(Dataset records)
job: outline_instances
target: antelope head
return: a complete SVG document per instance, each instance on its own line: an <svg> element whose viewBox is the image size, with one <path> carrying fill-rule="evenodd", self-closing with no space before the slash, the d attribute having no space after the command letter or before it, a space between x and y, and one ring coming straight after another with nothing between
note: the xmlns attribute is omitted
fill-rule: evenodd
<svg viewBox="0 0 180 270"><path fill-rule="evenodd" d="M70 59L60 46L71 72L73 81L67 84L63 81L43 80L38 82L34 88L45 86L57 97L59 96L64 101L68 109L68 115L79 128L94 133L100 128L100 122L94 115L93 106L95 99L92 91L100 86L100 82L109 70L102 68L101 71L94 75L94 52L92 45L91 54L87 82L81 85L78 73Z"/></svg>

- WRITTEN REQUEST: Return the lines of the material above exactly as they appear.

- COMPLETED EXERCISE:
job: outline_instances
target: antelope head
return: a complete SVG document per instance, each instance on its own line: an <svg> element whose viewBox is the image size, with one <path> carrying fill-rule="evenodd", self-closing with no space before the slash, the d attribute having no space after the command letter or before it, a space between x and y, and one ring coming straight after another with nothing between
note: the xmlns attribute is omitted
fill-rule: evenodd
<svg viewBox="0 0 180 270"><path fill-rule="evenodd" d="M70 59L60 46L71 72L73 81L67 84L63 81L43 80L38 82L34 88L45 86L57 97L59 96L64 101L68 109L68 115L79 128L94 133L100 128L100 122L94 115L93 106L95 99L92 91L100 86L100 82L109 70L102 68L101 71L94 75L94 52L92 45L91 54L87 82L81 85L78 73Z"/></svg>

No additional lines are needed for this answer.